(Coordinate annotation records)
========================

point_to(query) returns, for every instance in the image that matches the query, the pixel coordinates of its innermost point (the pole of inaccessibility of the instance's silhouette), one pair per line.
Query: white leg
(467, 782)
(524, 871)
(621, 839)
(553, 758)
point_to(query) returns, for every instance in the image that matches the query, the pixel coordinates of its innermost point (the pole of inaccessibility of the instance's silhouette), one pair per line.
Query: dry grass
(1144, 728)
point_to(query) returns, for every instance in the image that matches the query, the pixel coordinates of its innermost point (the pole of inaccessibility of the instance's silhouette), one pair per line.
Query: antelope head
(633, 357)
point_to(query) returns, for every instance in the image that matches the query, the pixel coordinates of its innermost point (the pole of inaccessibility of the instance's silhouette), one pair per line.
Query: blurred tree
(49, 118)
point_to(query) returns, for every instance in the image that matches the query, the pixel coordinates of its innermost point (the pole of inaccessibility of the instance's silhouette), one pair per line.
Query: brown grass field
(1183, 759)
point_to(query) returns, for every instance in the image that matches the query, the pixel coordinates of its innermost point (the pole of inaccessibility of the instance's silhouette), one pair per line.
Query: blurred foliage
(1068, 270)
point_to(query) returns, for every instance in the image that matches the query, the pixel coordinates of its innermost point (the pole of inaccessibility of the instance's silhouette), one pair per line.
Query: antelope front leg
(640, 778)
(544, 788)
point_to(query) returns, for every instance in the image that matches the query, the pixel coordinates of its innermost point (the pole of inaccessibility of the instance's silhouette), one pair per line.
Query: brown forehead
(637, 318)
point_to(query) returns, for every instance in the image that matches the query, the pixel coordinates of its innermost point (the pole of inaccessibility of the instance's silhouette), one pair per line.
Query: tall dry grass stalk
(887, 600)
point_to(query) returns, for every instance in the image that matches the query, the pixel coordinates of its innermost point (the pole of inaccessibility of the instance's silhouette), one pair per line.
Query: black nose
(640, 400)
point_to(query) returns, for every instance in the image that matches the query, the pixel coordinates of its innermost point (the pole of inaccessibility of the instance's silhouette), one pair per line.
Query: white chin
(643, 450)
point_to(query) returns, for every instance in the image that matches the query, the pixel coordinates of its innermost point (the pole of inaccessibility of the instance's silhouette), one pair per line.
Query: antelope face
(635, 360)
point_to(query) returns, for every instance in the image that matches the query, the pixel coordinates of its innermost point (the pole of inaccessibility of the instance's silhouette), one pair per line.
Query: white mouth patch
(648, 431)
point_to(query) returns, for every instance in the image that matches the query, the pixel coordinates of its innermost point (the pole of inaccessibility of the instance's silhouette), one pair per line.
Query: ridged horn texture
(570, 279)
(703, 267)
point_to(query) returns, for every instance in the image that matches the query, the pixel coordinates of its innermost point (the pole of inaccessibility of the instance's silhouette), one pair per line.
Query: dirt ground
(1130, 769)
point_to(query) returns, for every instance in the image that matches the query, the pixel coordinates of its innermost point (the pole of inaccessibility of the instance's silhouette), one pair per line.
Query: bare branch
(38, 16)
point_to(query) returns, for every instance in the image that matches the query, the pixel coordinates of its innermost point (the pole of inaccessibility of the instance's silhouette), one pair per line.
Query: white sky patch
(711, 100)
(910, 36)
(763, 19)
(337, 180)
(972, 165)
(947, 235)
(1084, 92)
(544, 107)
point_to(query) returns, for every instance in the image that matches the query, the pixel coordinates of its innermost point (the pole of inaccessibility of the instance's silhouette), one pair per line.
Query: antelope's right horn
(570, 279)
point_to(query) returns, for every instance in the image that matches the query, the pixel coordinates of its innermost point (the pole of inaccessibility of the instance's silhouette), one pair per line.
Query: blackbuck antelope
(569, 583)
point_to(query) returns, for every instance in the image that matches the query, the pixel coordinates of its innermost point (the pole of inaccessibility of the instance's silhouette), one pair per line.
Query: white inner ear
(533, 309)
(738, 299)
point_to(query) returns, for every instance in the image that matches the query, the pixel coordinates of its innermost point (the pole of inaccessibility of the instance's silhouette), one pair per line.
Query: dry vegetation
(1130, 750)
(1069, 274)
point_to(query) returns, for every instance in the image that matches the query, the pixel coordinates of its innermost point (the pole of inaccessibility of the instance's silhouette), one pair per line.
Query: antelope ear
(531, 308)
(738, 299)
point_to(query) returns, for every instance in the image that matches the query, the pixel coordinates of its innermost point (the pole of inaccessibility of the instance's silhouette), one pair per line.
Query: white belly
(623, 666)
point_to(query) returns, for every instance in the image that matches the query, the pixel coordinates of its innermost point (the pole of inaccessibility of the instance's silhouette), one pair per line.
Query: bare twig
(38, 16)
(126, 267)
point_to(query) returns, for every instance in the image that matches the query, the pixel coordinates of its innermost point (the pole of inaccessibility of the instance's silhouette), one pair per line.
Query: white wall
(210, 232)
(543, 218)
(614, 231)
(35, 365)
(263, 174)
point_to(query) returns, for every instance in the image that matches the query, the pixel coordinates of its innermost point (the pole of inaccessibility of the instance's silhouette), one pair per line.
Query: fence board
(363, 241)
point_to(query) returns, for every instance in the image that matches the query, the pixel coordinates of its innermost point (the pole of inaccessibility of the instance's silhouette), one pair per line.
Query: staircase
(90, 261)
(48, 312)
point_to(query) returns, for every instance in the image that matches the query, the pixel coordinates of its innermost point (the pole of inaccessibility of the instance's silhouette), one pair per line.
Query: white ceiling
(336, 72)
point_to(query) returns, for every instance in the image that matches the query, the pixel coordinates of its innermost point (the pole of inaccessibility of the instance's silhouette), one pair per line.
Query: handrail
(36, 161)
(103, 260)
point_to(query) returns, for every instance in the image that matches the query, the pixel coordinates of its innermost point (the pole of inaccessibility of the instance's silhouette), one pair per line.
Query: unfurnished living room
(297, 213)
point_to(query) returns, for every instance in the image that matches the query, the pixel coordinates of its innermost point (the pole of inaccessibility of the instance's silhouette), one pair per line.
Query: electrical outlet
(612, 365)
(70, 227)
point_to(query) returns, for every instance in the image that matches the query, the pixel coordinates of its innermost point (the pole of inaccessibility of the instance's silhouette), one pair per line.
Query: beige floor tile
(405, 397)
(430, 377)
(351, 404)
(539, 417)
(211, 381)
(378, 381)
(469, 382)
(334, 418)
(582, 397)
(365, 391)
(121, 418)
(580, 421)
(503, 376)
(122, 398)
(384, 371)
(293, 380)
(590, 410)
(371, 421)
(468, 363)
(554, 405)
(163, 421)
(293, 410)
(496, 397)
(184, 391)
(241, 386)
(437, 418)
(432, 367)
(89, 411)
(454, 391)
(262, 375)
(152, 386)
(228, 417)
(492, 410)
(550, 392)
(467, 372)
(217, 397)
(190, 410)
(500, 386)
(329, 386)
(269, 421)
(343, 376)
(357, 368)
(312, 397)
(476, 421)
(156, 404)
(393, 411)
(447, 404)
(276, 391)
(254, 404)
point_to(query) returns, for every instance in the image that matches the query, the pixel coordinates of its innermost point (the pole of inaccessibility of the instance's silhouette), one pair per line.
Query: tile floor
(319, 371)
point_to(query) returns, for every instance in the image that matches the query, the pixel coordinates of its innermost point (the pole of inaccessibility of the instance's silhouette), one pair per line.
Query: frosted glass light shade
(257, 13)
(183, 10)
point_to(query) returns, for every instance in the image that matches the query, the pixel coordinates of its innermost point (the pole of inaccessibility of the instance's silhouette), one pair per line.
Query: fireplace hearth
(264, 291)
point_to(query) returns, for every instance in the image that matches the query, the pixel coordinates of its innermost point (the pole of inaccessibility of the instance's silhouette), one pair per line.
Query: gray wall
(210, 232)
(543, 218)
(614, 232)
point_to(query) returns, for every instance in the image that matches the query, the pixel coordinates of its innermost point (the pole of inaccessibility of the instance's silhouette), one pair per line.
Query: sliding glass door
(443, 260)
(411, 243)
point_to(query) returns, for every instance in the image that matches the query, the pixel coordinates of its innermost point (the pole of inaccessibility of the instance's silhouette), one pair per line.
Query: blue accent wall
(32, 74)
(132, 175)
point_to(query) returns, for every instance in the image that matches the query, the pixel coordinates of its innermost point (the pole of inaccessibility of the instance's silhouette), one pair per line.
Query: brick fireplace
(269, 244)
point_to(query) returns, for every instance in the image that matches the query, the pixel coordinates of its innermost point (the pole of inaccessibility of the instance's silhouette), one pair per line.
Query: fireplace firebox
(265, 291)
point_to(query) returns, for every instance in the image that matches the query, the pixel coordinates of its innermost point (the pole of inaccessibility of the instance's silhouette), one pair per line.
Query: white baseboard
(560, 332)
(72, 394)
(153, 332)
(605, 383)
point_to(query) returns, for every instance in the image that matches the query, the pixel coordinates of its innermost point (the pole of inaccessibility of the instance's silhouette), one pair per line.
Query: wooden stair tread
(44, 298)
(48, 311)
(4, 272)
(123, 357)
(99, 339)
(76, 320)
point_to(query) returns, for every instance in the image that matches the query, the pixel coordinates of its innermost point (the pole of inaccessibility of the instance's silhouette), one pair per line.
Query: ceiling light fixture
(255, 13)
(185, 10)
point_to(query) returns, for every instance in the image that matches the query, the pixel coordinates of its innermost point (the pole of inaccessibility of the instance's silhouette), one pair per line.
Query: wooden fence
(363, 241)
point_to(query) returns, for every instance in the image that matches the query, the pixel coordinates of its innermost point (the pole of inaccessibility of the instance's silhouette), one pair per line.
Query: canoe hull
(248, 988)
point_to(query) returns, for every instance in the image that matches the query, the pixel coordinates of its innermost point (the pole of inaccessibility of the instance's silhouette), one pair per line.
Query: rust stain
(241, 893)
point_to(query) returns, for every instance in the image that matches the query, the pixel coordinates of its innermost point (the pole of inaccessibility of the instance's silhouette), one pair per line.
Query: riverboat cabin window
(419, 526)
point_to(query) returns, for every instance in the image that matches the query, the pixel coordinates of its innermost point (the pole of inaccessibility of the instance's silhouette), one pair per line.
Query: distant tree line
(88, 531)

========================

Find each line in the listing above that contains the string "wall" and copy those lines out in full. Case counts.

Query: white wall
Query: gray wall
Query: blue accent wall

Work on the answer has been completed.